## WORK INSTRUCTIONS
Give back exactly the lines from the start of the listing to the line containing "If you could mark the stone staircase", inclusive, and nothing beyond them.

## INFORMATION SHOWN

====

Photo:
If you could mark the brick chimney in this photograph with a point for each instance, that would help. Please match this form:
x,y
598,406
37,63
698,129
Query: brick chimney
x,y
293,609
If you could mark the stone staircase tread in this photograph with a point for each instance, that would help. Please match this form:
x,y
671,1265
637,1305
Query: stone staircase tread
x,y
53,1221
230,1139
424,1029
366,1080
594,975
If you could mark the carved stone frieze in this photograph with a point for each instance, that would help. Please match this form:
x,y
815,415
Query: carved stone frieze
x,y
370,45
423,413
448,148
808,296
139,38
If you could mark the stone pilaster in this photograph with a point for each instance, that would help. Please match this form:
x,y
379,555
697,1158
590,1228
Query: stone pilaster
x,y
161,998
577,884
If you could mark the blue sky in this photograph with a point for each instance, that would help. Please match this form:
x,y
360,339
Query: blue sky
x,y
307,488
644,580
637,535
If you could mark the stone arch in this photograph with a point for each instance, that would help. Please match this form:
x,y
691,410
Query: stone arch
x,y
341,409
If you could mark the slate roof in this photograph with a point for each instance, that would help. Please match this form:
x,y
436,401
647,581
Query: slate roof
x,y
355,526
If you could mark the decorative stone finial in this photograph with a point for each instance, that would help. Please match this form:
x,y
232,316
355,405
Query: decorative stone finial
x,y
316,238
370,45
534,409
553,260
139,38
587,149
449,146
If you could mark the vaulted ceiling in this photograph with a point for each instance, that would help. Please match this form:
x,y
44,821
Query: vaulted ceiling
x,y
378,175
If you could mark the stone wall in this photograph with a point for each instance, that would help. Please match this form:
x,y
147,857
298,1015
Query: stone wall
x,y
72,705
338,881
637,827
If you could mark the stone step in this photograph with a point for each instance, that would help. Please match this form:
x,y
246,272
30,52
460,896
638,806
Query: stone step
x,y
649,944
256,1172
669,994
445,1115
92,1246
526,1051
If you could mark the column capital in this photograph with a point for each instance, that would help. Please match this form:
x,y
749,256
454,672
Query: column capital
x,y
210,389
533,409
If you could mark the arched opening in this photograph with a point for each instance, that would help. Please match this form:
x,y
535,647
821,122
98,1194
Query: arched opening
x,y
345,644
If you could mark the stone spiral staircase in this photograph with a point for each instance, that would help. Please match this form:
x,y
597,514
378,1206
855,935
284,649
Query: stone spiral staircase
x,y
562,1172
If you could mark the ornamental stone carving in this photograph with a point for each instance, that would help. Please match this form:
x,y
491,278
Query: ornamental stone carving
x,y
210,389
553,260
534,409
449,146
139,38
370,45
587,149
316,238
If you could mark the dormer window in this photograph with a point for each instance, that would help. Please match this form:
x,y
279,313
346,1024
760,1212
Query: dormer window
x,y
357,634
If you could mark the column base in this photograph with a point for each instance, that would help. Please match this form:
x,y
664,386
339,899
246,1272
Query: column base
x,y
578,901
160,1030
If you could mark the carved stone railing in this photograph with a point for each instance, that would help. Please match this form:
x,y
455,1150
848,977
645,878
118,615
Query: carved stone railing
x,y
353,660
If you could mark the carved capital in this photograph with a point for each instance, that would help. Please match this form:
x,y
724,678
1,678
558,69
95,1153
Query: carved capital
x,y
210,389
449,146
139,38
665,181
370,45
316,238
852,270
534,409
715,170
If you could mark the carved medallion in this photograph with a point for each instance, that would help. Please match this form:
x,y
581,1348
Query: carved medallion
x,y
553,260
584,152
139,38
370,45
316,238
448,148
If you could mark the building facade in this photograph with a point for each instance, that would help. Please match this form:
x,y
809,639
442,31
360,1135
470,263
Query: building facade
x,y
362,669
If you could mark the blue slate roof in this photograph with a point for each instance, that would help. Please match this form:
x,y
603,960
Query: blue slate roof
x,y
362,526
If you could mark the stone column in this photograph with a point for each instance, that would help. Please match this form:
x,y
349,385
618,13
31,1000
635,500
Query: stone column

====

## OUTPUT
Photo:
If you could mark the brick chimney in this photograph with a point for each instance, that would help. Please match this form:
x,y
598,406
37,63
698,129
Query: brick chimney
x,y
293,609
If you could mark the stone staircase tread in this photograph with a point for each instance, that would help. Please match this form:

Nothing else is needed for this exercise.